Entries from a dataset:

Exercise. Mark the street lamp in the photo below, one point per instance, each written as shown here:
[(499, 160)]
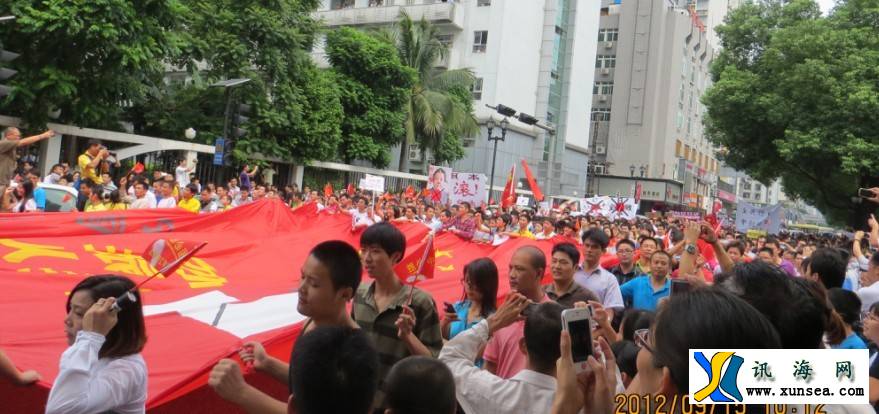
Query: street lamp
[(189, 133), (490, 125)]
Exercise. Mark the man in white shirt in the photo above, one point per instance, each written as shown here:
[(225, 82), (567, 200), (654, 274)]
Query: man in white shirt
[(594, 277), (869, 291), (143, 198), (362, 216), (529, 391), (182, 173), (168, 200), (208, 203)]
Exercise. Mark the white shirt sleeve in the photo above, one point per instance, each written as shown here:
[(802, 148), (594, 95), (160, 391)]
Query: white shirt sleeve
[(81, 388), (475, 387)]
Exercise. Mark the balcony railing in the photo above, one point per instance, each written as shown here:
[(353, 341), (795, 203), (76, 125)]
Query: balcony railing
[(438, 13)]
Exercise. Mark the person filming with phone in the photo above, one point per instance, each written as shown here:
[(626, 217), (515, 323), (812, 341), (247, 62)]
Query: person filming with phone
[(529, 391), (103, 370)]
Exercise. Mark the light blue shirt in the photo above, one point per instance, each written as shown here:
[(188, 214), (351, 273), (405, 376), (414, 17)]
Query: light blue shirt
[(462, 308), (852, 341), (603, 284), (639, 291)]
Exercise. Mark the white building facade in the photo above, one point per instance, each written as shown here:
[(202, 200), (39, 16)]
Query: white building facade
[(535, 56)]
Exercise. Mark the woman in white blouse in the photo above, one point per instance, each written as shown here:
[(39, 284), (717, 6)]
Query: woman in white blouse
[(103, 369)]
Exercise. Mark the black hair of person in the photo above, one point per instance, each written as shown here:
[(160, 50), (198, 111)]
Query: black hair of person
[(386, 236), (847, 304), (736, 245), (682, 321), (334, 371), (128, 336), (625, 241), (626, 354), (635, 319), (538, 258), (596, 236), (342, 262), (420, 385), (483, 276), (829, 266), (642, 239), (569, 250), (543, 329), (799, 317)]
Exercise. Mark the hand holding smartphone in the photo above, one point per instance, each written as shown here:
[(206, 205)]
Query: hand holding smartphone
[(578, 323)]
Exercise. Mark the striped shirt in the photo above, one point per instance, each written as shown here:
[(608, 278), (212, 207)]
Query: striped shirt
[(381, 328)]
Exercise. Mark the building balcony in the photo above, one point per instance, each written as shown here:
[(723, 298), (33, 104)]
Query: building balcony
[(442, 13)]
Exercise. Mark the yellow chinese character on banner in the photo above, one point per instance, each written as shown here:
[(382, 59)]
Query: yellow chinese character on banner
[(122, 261), (199, 274), (24, 251)]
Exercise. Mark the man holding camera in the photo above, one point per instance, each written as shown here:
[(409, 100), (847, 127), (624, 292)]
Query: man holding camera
[(90, 161)]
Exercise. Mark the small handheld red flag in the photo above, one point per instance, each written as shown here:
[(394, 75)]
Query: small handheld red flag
[(509, 196), (538, 195), (418, 265)]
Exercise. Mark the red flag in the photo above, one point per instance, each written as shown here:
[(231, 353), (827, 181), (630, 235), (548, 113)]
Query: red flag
[(166, 255), (418, 265), (508, 198), (538, 195)]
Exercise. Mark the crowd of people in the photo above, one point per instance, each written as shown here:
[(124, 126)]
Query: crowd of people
[(374, 345)]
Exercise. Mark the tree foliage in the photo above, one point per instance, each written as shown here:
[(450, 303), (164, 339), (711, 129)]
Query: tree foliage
[(795, 97), (374, 87), (433, 113), (86, 58), (295, 107)]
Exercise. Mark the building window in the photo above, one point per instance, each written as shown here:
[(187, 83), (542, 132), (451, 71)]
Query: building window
[(602, 88), (601, 114), (480, 40), (608, 35), (605, 61), (477, 89), (445, 39)]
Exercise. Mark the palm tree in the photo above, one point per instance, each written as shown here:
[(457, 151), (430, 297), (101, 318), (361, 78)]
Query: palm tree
[(432, 109)]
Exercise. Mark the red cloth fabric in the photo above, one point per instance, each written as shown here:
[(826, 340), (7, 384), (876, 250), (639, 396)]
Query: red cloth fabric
[(253, 251)]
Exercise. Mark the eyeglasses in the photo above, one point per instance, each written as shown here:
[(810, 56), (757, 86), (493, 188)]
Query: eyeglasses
[(642, 339)]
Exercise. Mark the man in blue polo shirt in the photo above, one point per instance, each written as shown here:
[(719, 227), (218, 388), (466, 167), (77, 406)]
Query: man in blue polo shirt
[(644, 292)]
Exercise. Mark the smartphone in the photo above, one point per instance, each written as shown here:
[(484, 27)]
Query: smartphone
[(578, 323), (449, 307), (679, 286)]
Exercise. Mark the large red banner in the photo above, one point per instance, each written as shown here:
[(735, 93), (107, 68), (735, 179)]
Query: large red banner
[(240, 287)]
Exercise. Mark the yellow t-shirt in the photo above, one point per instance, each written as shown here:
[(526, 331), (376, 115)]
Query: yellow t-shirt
[(89, 207), (86, 171), (192, 204)]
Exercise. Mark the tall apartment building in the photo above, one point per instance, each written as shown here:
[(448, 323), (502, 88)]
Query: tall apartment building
[(535, 56), (652, 67)]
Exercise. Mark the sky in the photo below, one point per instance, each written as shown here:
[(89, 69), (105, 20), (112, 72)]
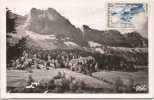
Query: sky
[(79, 12)]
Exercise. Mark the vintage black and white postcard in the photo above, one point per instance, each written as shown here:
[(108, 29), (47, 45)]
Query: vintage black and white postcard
[(77, 48)]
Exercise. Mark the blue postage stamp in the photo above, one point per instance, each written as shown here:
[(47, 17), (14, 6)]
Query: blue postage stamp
[(125, 15)]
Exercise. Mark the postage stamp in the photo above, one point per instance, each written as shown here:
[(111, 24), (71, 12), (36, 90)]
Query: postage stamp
[(76, 49), (125, 15)]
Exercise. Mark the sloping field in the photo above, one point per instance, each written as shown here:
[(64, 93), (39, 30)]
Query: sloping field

WHAT TO WORK ON.
Retype every line of the listing above exactly, but leave out the pictures.

RESULT BELOW.
Exercise. Mark the street lamp in the photo below, one point per instance, each written as shown here:
[(499, 160)]
Query: street lamp
[(189, 133), (490, 125)]
Exercise. Mark the man in white shirt in the photo above, one point per instance, each written as shown here:
[(225, 82), (567, 200), (654, 274)]
Query: man in white shirt
[(594, 277), (869, 291), (143, 198), (362, 216), (529, 391), (182, 173), (168, 200), (208, 203)]
Exercise. Mark the white shirt sleeve in the photo above, one point per instance, each written as shown here:
[(802, 148), (594, 95), (160, 391)]
Query: white shirt sleeve
[(81, 388), (475, 387)]
Exercise. Mark the balcony railing in the photo above, one point per instance, each written as shown here:
[(353, 341), (795, 203), (76, 125)]
Query: balcony railing
[(438, 13)]
Exercise. Mark the person filming with phone in the photo above, one point per instance, each written as shown here:
[(626, 217), (515, 323), (812, 341), (247, 62)]
Query: person filming with phone
[(529, 391), (103, 370)]
Exercise. Mark the light blue shirt in the photo above, one point per instance, each written as shown here:
[(188, 214), (351, 273), (405, 376), (414, 17)]
Query: light blue shirt
[(462, 308), (852, 341), (603, 284), (639, 291)]
Exercise. Mark the white building facade in the photo above, one point per instance, each written as shown here:
[(202, 200), (39, 16)]
Query: white building facade
[(535, 56)]
Exercise. Mark the woman in white blouse in the photo above, one point per instance, each written as shown here:
[(39, 284), (717, 6)]
Query: woman in white blouse
[(103, 369)]
Exercise. Mark the black hair of person in the photo above, one point per instance, each written as shown here:
[(160, 50), (198, 111)]
Query: black hair of person
[(386, 236), (847, 304), (736, 245), (682, 321), (334, 371), (128, 336), (625, 241), (626, 354), (635, 319), (538, 258), (596, 236), (342, 262), (420, 385), (483, 276), (829, 266), (642, 239), (569, 250), (543, 329), (799, 317)]
Exercise. Mark the hand holding smartphone in the photo above, one point per instance, each written as shown here:
[(206, 205)]
Query: hand holding smartphone
[(578, 323)]
Exercise. Mark the striped shirt in the photo above, one point per instance, each written as shown here:
[(608, 278), (212, 207)]
Query: striped shirt
[(381, 328)]
Exercise. Mark the building balcony in the photo above, one point per instance, each written as shown here:
[(723, 298), (33, 104)]
Query: building balcony
[(442, 13)]
Exercise. Mark the yellow chinese character on banner in the photo above, one point per instance, each written as shown here:
[(382, 59)]
Query: yellow chinese character on banner
[(122, 261), (199, 274), (24, 251)]
Exercise. Mark the man holding camera in the photo above, one point per instance, each written as shown here:
[(409, 100), (847, 127), (624, 292)]
Query: man holding camera
[(90, 161)]
Exercise. Mark the small handheld red flag in the photo above, one point per instance, each written as shown here:
[(394, 75)]
Query: small handheld red flag
[(509, 196), (538, 195), (418, 265)]
Exercise. Mark the red flag in the photo above, one point per instance, each written as shown here:
[(231, 353), (827, 181), (630, 235), (548, 113)]
Query: red flag
[(166, 255), (418, 265), (508, 198), (538, 195)]
Exercise. Mark the crowd of people in the photo above, one point per instance, each written as shown here:
[(124, 126)]
Query: crowd of people
[(374, 345)]
Exercise. Mark the tree foliage in the photo above, one point per instance, each written as shown here:
[(450, 303), (164, 339), (711, 129)]
Query: tree foliage
[(795, 97), (374, 87), (433, 113), (86, 58), (295, 107)]
Exercise. Mark the building window in the photo above, one point per instance, each written as shown here:
[(187, 83), (542, 132), (451, 71)]
Query: building window
[(602, 88), (601, 114), (480, 40), (608, 35), (605, 61), (477, 89), (445, 39)]
Exercise. Mark the palm tree in the photo above, one point per instance, each written as shown here:
[(457, 151), (430, 297), (101, 318), (361, 78)]
Query: palm tree
[(432, 109)]
Exercise. Mark the red cloth fabric in the photo above, one point per instance, each written as shown here:
[(826, 340), (7, 384), (876, 250), (639, 396)]
Query: red cloth fabric
[(253, 251)]
Exercise. Mark the eyeglasses in the photo above, one point per instance, each written as shown here:
[(810, 56), (757, 86), (493, 188)]
Query: eyeglasses
[(642, 339)]
Exercise. Mark the man in blue polo shirt in the photo above, one point per instance, each written as shown here:
[(719, 227), (218, 388), (466, 167), (77, 406)]
Query: man in blue polo shirt
[(644, 292)]
Exercise. Mark the smartphone in the photo above, one point per instance, each written as shown here:
[(484, 27)]
Query: smartphone
[(578, 323), (449, 307), (679, 286)]
Exercise. Mark the large red banner in the photo above, one point per instance, each written as shown here:
[(735, 93), (107, 68), (735, 179)]
Query: large red banner
[(240, 287)]
Exercise. Mark the yellow t-shirt in the photo above, one point per instance, each written as shown here:
[(526, 331), (376, 115)]
Query: yellow t-shirt
[(89, 207), (86, 171), (192, 204)]
Exercise. Mark the tall apartment building in the photo above, one point per instance, each written as shown here:
[(448, 323), (502, 88)]
Query: tall apartment building
[(535, 56), (652, 67)]
Exercise. Mark the sky in the photo below, one point per instance, each written as shown here:
[(89, 69), (105, 20), (112, 72)]
Query: sky
[(79, 12)]
Exercise. Mark the vintage black and white postcard in the photo above, one point per instance, each written as shown here:
[(108, 29), (47, 45)]
Query: vintage black and white postcard
[(77, 48)]
Exercise. Mark the blue postage stamp in the photo above, one point per instance, each written as shown here:
[(47, 17), (14, 6)]
Query: blue postage stamp
[(125, 15)]
Exercise. Mark the postage stamp in the photo above, one point per instance, each written as shown here:
[(111, 24), (71, 12), (36, 90)]
Query: postage stamp
[(76, 49), (125, 15)]
Exercise. Mark the sloping field in the photo above, one point per instance, each written as shown here:
[(64, 93), (39, 30)]
Query: sloping field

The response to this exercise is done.